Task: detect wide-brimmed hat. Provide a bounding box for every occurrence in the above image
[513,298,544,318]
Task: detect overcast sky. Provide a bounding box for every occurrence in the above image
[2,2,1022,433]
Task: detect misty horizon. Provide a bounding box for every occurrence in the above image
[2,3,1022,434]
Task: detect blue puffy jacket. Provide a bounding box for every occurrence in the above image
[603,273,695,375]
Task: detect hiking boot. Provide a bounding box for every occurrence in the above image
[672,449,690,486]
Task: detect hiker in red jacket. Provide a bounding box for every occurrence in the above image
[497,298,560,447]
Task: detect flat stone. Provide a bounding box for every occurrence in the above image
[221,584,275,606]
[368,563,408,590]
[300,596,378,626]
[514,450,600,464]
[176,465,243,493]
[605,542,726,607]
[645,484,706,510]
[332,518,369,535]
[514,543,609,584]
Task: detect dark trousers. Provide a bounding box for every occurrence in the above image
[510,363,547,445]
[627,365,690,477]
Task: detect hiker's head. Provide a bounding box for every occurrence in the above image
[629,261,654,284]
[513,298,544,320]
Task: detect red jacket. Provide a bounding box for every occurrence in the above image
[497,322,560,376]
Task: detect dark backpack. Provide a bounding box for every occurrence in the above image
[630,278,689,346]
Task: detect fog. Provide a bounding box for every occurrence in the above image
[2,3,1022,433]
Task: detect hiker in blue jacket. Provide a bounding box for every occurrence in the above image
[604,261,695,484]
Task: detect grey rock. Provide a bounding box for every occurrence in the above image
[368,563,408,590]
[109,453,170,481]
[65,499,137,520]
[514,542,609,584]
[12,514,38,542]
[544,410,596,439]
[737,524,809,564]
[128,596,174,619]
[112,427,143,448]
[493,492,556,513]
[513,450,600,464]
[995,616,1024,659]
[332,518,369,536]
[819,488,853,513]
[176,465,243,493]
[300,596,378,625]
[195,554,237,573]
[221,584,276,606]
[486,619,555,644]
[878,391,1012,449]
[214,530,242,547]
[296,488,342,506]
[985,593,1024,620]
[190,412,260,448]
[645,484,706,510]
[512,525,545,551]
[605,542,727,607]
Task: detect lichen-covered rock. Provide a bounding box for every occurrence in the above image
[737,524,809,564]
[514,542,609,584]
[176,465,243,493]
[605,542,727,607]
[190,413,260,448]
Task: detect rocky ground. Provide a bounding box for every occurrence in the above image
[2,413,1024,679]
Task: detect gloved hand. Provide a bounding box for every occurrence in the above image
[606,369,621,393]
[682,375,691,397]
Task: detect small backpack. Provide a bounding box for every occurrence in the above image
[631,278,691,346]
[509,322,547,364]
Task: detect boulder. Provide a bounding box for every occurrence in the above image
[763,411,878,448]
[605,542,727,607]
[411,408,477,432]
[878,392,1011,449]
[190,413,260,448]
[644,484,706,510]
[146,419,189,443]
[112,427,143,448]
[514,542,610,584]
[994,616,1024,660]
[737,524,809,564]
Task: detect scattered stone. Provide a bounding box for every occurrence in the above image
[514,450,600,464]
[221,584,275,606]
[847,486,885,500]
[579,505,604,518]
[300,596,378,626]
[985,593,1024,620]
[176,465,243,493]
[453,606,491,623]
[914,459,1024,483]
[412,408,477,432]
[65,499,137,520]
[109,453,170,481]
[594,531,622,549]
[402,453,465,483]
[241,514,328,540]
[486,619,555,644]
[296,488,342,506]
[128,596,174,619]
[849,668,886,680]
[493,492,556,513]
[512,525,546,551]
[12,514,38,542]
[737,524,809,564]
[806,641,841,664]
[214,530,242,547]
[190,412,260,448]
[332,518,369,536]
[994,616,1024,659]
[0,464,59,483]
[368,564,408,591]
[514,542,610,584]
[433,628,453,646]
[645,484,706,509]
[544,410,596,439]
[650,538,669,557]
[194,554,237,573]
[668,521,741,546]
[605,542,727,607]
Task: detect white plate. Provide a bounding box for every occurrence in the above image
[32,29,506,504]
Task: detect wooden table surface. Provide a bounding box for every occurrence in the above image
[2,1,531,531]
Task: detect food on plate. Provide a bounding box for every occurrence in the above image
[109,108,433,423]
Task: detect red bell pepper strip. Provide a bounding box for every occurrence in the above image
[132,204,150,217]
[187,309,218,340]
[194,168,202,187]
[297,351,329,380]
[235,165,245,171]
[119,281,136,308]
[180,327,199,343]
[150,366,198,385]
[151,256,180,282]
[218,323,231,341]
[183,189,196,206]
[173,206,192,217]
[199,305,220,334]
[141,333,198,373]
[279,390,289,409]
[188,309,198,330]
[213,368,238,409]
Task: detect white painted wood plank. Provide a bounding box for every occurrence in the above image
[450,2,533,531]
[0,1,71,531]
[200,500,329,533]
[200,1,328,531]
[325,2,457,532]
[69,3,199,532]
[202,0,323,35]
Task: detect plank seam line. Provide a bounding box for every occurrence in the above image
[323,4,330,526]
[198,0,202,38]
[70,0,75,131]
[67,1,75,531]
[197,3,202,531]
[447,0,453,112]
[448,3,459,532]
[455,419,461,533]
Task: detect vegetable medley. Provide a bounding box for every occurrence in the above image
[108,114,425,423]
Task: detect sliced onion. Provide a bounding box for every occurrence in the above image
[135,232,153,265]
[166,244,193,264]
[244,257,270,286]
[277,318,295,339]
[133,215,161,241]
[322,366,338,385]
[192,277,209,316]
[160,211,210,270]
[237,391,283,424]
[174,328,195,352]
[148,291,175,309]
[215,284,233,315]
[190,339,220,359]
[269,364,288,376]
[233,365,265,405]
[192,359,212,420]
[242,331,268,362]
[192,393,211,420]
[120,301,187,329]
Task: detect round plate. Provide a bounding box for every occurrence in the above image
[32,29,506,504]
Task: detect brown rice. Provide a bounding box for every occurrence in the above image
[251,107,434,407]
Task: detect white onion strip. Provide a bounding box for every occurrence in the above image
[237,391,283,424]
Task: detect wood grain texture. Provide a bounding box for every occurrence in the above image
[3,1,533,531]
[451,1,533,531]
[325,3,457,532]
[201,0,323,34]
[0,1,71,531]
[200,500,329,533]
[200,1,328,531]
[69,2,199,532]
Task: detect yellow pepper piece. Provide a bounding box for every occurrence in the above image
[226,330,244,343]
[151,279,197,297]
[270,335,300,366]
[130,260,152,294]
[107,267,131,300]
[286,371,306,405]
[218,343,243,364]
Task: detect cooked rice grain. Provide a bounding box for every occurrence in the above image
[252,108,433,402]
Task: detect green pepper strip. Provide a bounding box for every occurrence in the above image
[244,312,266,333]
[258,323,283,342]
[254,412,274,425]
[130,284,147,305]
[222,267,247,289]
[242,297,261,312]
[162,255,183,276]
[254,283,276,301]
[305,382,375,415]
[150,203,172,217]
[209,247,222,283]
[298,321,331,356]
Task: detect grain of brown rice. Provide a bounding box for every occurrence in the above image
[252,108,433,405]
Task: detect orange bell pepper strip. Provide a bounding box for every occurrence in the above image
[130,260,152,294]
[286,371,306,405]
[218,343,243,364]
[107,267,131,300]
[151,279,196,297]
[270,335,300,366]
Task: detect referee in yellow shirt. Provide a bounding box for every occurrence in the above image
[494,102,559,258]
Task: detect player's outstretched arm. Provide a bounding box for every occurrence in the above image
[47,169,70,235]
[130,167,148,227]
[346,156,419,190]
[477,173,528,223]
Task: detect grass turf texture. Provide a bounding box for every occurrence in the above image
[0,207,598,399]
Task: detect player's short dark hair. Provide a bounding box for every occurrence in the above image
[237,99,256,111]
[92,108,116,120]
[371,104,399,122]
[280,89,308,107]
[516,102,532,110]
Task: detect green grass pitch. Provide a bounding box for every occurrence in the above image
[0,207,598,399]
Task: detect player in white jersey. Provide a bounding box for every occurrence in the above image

--------

## Problem description:
In full and word for word, restate the data.

## Answer to the problem:
Task: detect wide-brimmed hat. Provide a bounding box for every occurrence in the above image
[513,298,544,318]
Task: detect overcast sky. Provide a bounding box for every occurrence in the above image
[2,2,1022,433]
Task: detect misty horizon. Provide a bounding box for every occurrence in the above image
[2,3,1022,434]
Task: detect blue puffy jacket. Provide a bounding box for every occurrence in the above image
[603,273,695,375]
Task: detect hiking boot. Provide a bounding box for every occurrence in the above image
[672,449,690,486]
Task: detect hiker in red jacket. Provide a bounding box for every occurrence in the above image
[497,298,560,447]
Task: detect flat stone. Provide a bounding box for every occurrence in the above image
[221,584,275,606]
[368,563,408,590]
[300,596,378,626]
[514,450,600,464]
[176,465,243,493]
[605,542,726,607]
[645,484,706,510]
[332,518,369,535]
[514,543,609,584]
Task: detect dark trousers. Provide a bounding box for every occurrence in the above image
[510,363,547,445]
[627,365,690,477]
Task: detect hiker's head. Provide a bounding box for every occurrence in the above image
[629,261,654,284]
[513,298,544,320]
Task: detect red jacket. Provide a bounding box for every occurrence in the above image
[497,322,560,376]
Task: detect dark backpack. Provide a bounding box for every occurrence in the above image
[630,278,689,346]
Task: detect fog. Provide a bounding box for every occurrence in the above image
[2,3,1022,433]
Task: detect hiker in blue jacket. Provide a bounding box for every occurrence in the above image
[604,261,695,484]
Task: detect grey rock. Provide a bounding box for every occurrence in the above image
[368,563,408,590]
[109,453,170,481]
[65,499,137,520]
[514,542,609,584]
[12,514,38,542]
[544,410,596,439]
[737,524,809,564]
[128,596,174,619]
[112,427,143,448]
[493,492,556,513]
[513,450,600,464]
[995,616,1024,659]
[332,518,369,536]
[819,488,853,513]
[176,465,243,493]
[300,596,378,625]
[195,554,237,573]
[221,584,276,606]
[486,619,555,644]
[878,391,1012,449]
[214,530,242,547]
[296,488,342,506]
[985,593,1024,620]
[190,412,260,448]
[645,484,706,510]
[512,525,545,551]
[605,542,727,607]
Task: detect lichen-covered rock. Provide a bounding box for every occurrence in the above image
[737,524,809,564]
[514,542,609,584]
[176,465,243,493]
[605,542,727,607]
[190,413,260,448]
Task: detect rocky ground. Provide a bounding box for every occurrence in the above image
[2,413,1024,679]
Task: detect gloved hand. Provide a bounding box for every occurrence in the above image
[606,369,621,393]
[682,375,691,397]
Task: detect small backpack. Provide a bounding box for every occurrence in the above image
[631,278,691,346]
[509,322,547,364]
Task: detect boulder. Provide a bounding box for every occurrence in the above image
[763,411,878,448]
[605,542,727,607]
[411,408,477,432]
[878,392,1011,449]
[190,413,260,448]
[644,484,706,510]
[146,419,189,443]
[112,427,143,448]
[514,542,610,584]
[994,616,1024,660]
[737,524,809,564]
Task: detect scattered stone. Provide a bounding box for every occurrence in the above image
[514,450,600,464]
[221,584,275,606]
[847,486,885,500]
[579,505,604,518]
[300,596,378,626]
[985,593,1024,620]
[176,465,243,493]
[453,606,491,623]
[914,459,1024,483]
[412,408,477,432]
[65,499,137,520]
[109,453,170,481]
[594,531,622,549]
[402,453,465,483]
[241,514,328,540]
[486,619,555,644]
[296,488,342,506]
[128,596,174,619]
[849,668,886,680]
[493,492,556,513]
[512,525,546,551]
[12,514,38,542]
[737,524,809,564]
[806,641,841,664]
[214,530,242,547]
[190,412,260,448]
[332,518,369,536]
[994,616,1024,659]
[0,464,59,483]
[368,564,408,591]
[514,542,610,584]
[433,628,453,646]
[645,484,706,509]
[544,410,596,439]
[650,538,669,557]
[194,554,237,573]
[668,521,741,546]
[605,542,727,607]
Task: detect white plate. Provide a bounding box for every occurrence in the above image
[32,29,506,504]
Task: detect wooden table surface. Provide a bounding box for every occurrence in the above image
[2,1,531,531]
Task: detect food on plate. Provide a bounding box for every occurrence in the above image
[109,108,433,423]
Task: detect red bell pepper strip. Provide a bounding box for every occurrence in the above image
[132,204,150,217]
[187,309,218,340]
[194,168,202,187]
[297,351,329,380]
[235,165,245,171]
[119,281,136,308]
[180,327,199,343]
[150,366,198,385]
[151,256,180,282]
[218,323,231,341]
[183,189,196,206]
[173,206,192,217]
[199,305,220,334]
[141,333,198,373]
[279,390,289,409]
[188,309,198,330]
[213,368,238,409]
Task: detect white painted wood plank. Provide a bounding box for every occurrence in the above image
[450,2,533,531]
[0,1,71,531]
[200,500,329,533]
[200,1,328,531]
[325,2,457,532]
[69,3,199,532]
[202,0,323,35]
Task: detect plank seam line. Provide a bounding box for every occurrence in the above image
[323,4,330,526]
[198,0,202,38]
[70,0,75,131]
[67,1,75,531]
[197,3,202,531]
[447,0,453,112]
[448,3,459,532]
[455,419,461,533]
Task: detect vegetable medley. Provide a bounding box for every occurrence in the above image
[108,114,425,423]
Task: detect sliced onion. Provide a bounding box for every occurrence in the above image
[135,232,153,265]
[166,244,193,264]
[244,257,270,286]
[277,318,295,339]
[133,215,161,241]
[322,366,338,385]
[192,277,209,316]
[160,211,210,270]
[237,391,283,424]
[174,328,195,352]
[148,291,175,309]
[215,284,233,315]
[190,339,220,359]
[269,364,288,376]
[233,365,265,405]
[192,359,212,420]
[242,331,268,362]
[192,393,211,420]
[120,301,187,329]
Task: detect round plate. Provide a bounding box for every occurrence in the above image
[32,29,506,504]
Task: detect brown rice. Provide a bounding box for every occurrence in the above image
[251,107,434,407]
Task: detect white onion strip. Provide a bounding box for every occurrence in the above image
[237,391,283,424]
Task: detect wood grain texture. Provide a bounding box for every occurrence in the above image
[3,1,533,531]
[451,1,533,531]
[325,3,457,532]
[201,0,323,34]
[0,1,71,531]
[200,500,329,533]
[200,1,328,531]
[69,2,199,532]
Task: detect yellow pepper piece. Provide a bounding box for every occurrence in the above image
[226,330,244,343]
[151,279,197,297]
[270,335,300,366]
[130,260,152,294]
[107,267,131,300]
[286,371,306,405]
[218,343,243,364]
Task: detect cooked rice grain. Provide a bounding box for every occurrence in the above image
[252,108,433,402]
Task: detect green pepper strip. Provide a bounding box for every occurrence in the above image
[244,312,266,333]
[258,323,283,342]
[254,412,274,425]
[130,284,147,305]
[222,267,247,289]
[242,297,261,312]
[162,255,183,276]
[254,283,276,301]
[305,382,375,415]
[150,203,172,217]
[209,247,222,283]
[298,321,331,356]
Task: detect grain of brown rice. Provide a bounding box for every occurrence in the above image
[252,108,433,405]
Task: detect orange bell pepper strip. Provide a bounding box for every occurrence in the above image
[130,260,152,294]
[286,371,306,405]
[218,343,243,364]
[107,267,131,300]
[151,279,196,297]
[270,335,300,366]
Task: detect referee in yellow shirt. Provide a bounding box for every occurrence in the above image
[494,102,559,258]
Task: detect player's outstretched arm. Provide a bounding box for every occurrence in the above image
[47,169,70,235]
[130,167,148,227]
[346,156,419,190]
[477,173,528,223]
Task: detect grass turf texture. Provide a bounding box for every occurrence in the above image
[0,207,598,399]
Task: detect player's short dark hair. Provide a bounding box for every occurrence in the above image
[237,99,256,111]
[92,108,116,120]
[371,104,399,122]
[280,89,308,107]
[516,102,532,110]
Task: detect green grass pitch. Provide a bounding box for every occurrence in the above image
[0,207,598,399]
Task: detect player in white jersey. Provide a bounding box for every occurrence in the above image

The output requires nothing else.